The Concept of Social Attitudes

Ellsworth Faris
The University of Chicago

ELLSWORTH FARIS

WITHIN the past five years the concept Social Attitude has been used by a number of writers with a content sufficiently consistent to warrant the serious consideration of this term. Thomas,[1] Dewey,[2] Park and Burgess,[3] Williams,[4] Koffka,[5] Allport,[6] and Bogardus,[7] among others, have employed the concept, though not with identical meanings. For an even longer period the writer has had a graduate course with this title, originally offered by W. I. Thomas.

One would not need to be hypercritical to find inconsistencies and incompatibilities in the various definitions (Thomas, for example, defines attitude as a conscious process) yet the emphasis on behavior and the ultimate expression in movement runs through them all. Important nuances of behavior are distinguished in the use of marginal conceptions such as Disposition, Impulse, Habit, Instinct, Reflex, and even Wish and Desire but it is possible to use the term attitude as a general notion to describe the tendency to perform actions of a describable and identifiable sort.

The logical significance of the concept lies in the change of emphasis from sensation to behavior, from receptivity to spontaneity and innate or acquired motor tendencies.


( 405) This distinguishes the approach from that of traditional psychology and from some aspects of behaviorism where the problem is to describe the "reaction" to a "stimulus" and where the sense organs are described as "receptors." But there is another logical difference which is essentially a shift of emphasis from a timeless principle or force to a concrete events. This marks off the Attitude psychologists from the "Instinctivists." An attitude may variously be designated as a gesture, an incomplete act, or a tendency to act. Some attitudes are overtly motor and muscular though we also speak of "mental attitudes," where the behavior is delayed or only expected, yet always possible.

• [Material for this exercise]

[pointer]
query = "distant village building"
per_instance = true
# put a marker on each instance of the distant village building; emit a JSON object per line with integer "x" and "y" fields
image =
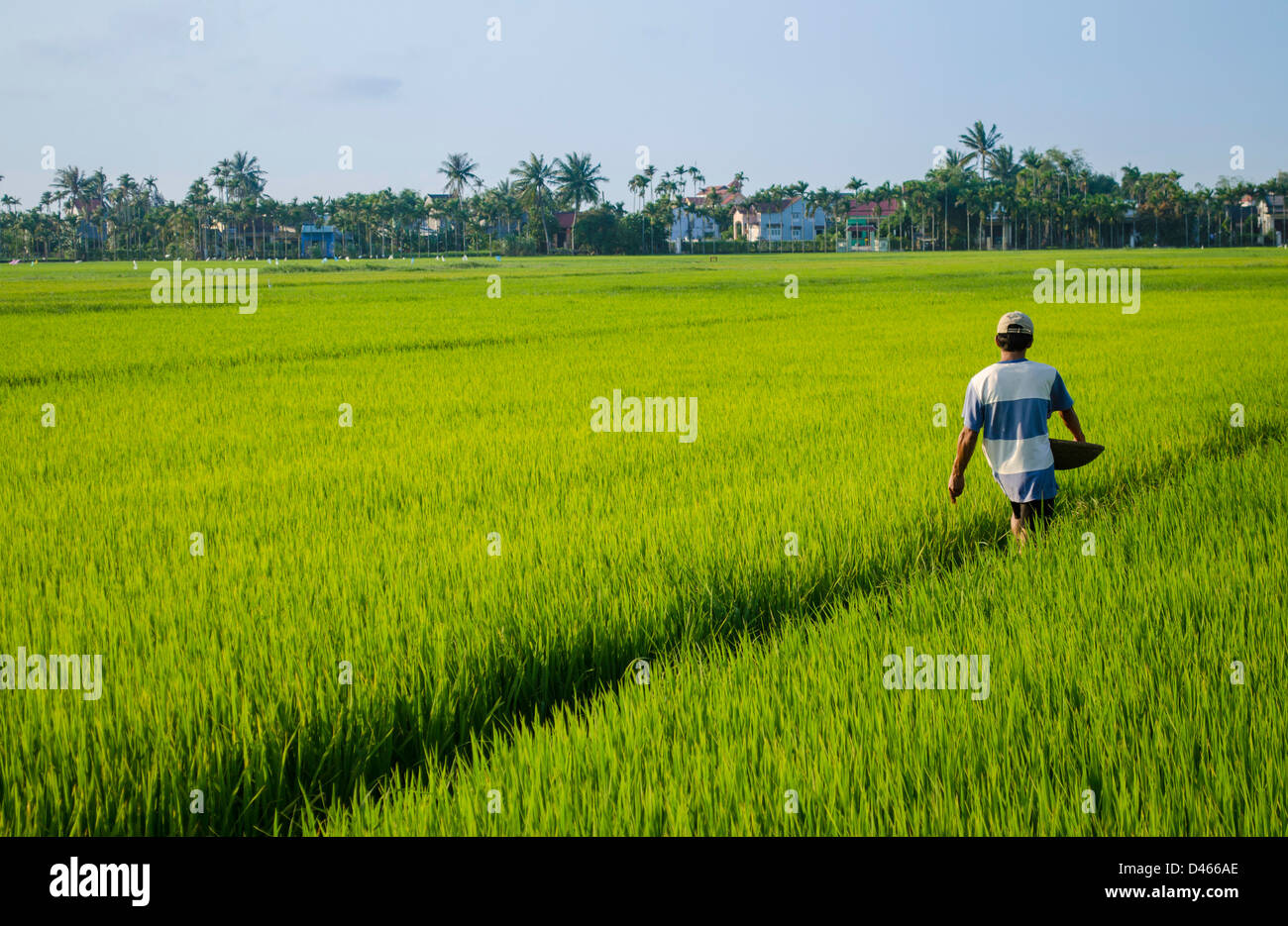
{"x": 784, "y": 221}
{"x": 863, "y": 222}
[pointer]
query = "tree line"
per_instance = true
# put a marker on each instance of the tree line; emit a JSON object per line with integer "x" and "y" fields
{"x": 980, "y": 195}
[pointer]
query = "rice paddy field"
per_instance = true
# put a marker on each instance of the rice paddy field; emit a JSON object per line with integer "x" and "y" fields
{"x": 433, "y": 621}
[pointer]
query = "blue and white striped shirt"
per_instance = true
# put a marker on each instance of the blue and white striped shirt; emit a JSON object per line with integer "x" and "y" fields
{"x": 1009, "y": 404}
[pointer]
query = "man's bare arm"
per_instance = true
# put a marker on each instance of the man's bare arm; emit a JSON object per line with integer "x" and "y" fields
{"x": 1070, "y": 421}
{"x": 965, "y": 449}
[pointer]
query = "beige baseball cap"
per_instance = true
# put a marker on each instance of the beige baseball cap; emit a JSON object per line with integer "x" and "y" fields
{"x": 1014, "y": 321}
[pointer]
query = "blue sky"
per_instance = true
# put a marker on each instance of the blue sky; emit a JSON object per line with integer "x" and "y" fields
{"x": 868, "y": 89}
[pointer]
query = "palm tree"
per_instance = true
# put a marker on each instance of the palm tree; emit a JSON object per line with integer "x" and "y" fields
{"x": 979, "y": 145}
{"x": 460, "y": 172}
{"x": 532, "y": 183}
{"x": 579, "y": 180}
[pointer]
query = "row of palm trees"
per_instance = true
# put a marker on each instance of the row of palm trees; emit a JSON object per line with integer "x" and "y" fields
{"x": 1050, "y": 198}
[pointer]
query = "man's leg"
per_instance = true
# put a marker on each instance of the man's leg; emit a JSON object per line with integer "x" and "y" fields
{"x": 1019, "y": 521}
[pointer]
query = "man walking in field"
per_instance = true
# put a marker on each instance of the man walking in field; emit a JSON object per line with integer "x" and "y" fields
{"x": 1010, "y": 402}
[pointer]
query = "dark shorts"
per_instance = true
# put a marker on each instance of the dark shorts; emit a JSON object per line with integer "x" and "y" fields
{"x": 1037, "y": 510}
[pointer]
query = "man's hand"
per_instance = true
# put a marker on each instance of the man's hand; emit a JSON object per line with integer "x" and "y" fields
{"x": 1070, "y": 421}
{"x": 965, "y": 449}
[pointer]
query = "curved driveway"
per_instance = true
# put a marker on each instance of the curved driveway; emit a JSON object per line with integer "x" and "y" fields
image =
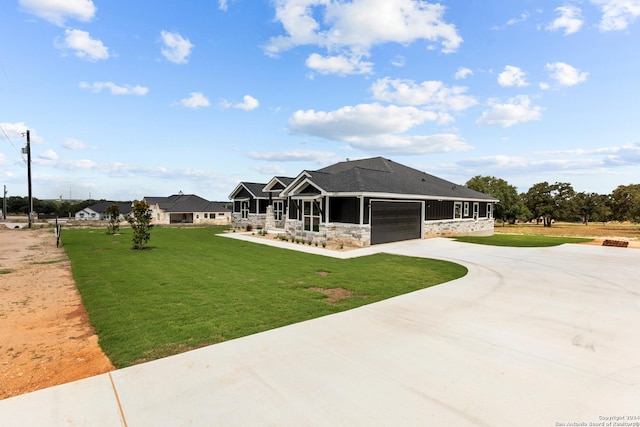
{"x": 530, "y": 337}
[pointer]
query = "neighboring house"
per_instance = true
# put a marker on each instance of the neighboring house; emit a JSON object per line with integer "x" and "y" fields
{"x": 252, "y": 200}
{"x": 371, "y": 201}
{"x": 97, "y": 211}
{"x": 187, "y": 209}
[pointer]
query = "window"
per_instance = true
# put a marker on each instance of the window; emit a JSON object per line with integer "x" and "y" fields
{"x": 310, "y": 215}
{"x": 457, "y": 210}
{"x": 244, "y": 210}
{"x": 278, "y": 210}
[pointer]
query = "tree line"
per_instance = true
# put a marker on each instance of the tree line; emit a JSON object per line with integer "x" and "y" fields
{"x": 545, "y": 202}
{"x": 17, "y": 205}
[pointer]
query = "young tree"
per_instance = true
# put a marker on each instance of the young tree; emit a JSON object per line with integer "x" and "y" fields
{"x": 113, "y": 212}
{"x": 140, "y": 220}
{"x": 625, "y": 202}
{"x": 550, "y": 201}
{"x": 511, "y": 206}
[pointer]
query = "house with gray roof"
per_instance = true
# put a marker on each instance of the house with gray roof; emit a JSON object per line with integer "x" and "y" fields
{"x": 376, "y": 200}
{"x": 97, "y": 211}
{"x": 187, "y": 209}
{"x": 252, "y": 200}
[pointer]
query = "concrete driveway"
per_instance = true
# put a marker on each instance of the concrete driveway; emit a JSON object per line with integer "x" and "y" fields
{"x": 530, "y": 337}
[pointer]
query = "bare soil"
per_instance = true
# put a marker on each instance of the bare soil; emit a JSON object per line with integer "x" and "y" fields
{"x": 45, "y": 335}
{"x": 597, "y": 231}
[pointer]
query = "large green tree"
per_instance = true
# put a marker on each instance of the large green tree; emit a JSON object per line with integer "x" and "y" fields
{"x": 113, "y": 212}
{"x": 592, "y": 207}
{"x": 550, "y": 201}
{"x": 140, "y": 220}
{"x": 625, "y": 202}
{"x": 511, "y": 206}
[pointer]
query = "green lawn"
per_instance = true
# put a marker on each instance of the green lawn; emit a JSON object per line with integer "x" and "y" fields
{"x": 193, "y": 288}
{"x": 521, "y": 240}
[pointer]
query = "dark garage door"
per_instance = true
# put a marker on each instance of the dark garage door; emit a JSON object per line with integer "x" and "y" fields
{"x": 394, "y": 221}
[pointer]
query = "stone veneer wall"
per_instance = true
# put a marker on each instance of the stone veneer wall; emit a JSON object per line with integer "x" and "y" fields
{"x": 348, "y": 234}
{"x": 255, "y": 220}
{"x": 450, "y": 227}
{"x": 357, "y": 235}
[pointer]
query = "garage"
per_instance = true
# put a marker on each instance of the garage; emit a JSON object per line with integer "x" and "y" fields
{"x": 395, "y": 221}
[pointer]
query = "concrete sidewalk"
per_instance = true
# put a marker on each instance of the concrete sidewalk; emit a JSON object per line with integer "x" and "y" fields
{"x": 530, "y": 337}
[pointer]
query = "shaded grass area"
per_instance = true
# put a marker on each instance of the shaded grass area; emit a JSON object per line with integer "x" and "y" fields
{"x": 521, "y": 240}
{"x": 192, "y": 288}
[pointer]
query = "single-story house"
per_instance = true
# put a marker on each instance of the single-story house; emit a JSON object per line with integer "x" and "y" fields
{"x": 251, "y": 201}
{"x": 96, "y": 212}
{"x": 187, "y": 209}
{"x": 366, "y": 202}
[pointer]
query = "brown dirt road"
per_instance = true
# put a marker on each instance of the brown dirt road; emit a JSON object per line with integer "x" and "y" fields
{"x": 45, "y": 335}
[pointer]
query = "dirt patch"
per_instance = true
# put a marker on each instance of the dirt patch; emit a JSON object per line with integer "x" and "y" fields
{"x": 334, "y": 295}
{"x": 45, "y": 335}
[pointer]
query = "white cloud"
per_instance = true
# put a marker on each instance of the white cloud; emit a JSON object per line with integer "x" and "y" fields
{"x": 570, "y": 20}
{"x": 463, "y": 73}
{"x": 363, "y": 120}
{"x": 248, "y": 103}
{"x": 516, "y": 110}
{"x": 350, "y": 29}
{"x": 565, "y": 74}
{"x": 432, "y": 94}
{"x": 84, "y": 46}
{"x": 175, "y": 47}
{"x": 338, "y": 64}
{"x": 115, "y": 89}
{"x": 195, "y": 100}
{"x": 48, "y": 155}
{"x": 513, "y": 21}
{"x": 376, "y": 128}
{"x": 223, "y": 4}
{"x": 293, "y": 156}
{"x": 74, "y": 144}
{"x": 617, "y": 15}
{"x": 512, "y": 76}
{"x": 411, "y": 144}
{"x": 58, "y": 11}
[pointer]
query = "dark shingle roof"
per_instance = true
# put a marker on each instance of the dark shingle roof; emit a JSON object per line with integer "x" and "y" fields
{"x": 380, "y": 175}
{"x": 182, "y": 203}
{"x": 101, "y": 207}
{"x": 256, "y": 189}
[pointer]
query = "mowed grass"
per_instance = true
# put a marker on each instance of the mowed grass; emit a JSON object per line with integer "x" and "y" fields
{"x": 521, "y": 240}
{"x": 192, "y": 288}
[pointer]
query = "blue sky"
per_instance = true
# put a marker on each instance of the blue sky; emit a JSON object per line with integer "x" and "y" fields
{"x": 126, "y": 99}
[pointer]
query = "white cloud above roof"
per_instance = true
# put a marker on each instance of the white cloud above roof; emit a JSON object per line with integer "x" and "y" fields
{"x": 432, "y": 94}
{"x": 570, "y": 20}
{"x": 373, "y": 127}
{"x": 348, "y": 30}
{"x": 338, "y": 64}
{"x": 565, "y": 74}
{"x": 175, "y": 48}
{"x": 195, "y": 100}
{"x": 115, "y": 89}
{"x": 515, "y": 110}
{"x": 83, "y": 46}
{"x": 617, "y": 15}
{"x": 512, "y": 76}
{"x": 59, "y": 11}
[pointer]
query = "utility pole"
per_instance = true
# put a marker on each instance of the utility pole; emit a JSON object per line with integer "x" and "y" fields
{"x": 4, "y": 204}
{"x": 27, "y": 151}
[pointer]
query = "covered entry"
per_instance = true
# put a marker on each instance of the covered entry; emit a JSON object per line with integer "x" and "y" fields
{"x": 395, "y": 221}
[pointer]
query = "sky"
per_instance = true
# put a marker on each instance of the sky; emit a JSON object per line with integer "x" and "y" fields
{"x": 128, "y": 99}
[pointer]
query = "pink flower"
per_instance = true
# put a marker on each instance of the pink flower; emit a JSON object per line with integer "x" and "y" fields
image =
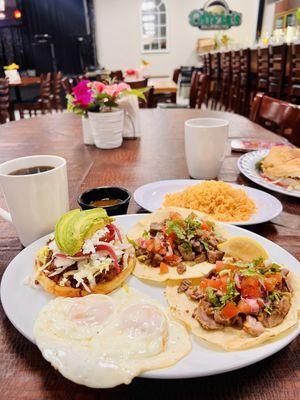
{"x": 131, "y": 72}
{"x": 83, "y": 93}
{"x": 123, "y": 86}
{"x": 98, "y": 86}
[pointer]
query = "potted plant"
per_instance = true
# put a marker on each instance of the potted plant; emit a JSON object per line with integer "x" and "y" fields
{"x": 102, "y": 118}
{"x": 12, "y": 73}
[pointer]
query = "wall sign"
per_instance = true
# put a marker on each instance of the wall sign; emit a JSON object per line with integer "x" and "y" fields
{"x": 215, "y": 15}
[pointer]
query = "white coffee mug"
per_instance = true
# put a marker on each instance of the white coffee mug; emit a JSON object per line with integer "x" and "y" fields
{"x": 35, "y": 201}
{"x": 205, "y": 146}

• [Exercise set]
**A.** Reproduce the passage on social attitudes above word for word, between "( 405) This" and "yet always possible.", inclusive.
**B.** Count the lines of the rows that contain the string "trees", treating case as significant, and reply with the number alone.

• [Solved problems]
**A.**
( 405) This distinguishes the approach from that of traditional psychology and from some aspects of behaviorism where the problem is to describe the "reaction" to a "stimulus" and where the sense organs are described as "receptors." But there is another logical difference which is essentially a shift of emphasis from a timeless principle or force to a concrete events. This marks off the Attitude psychologists from the "Instinctivists." An attitude may variously be designated as a gesture, an incomplete act, or a tendency to act. Some attitudes are overtly motor and muscular though we also speak of "mental attitudes," where the behavior is delayed or only expected, yet always possible.

**B.** 2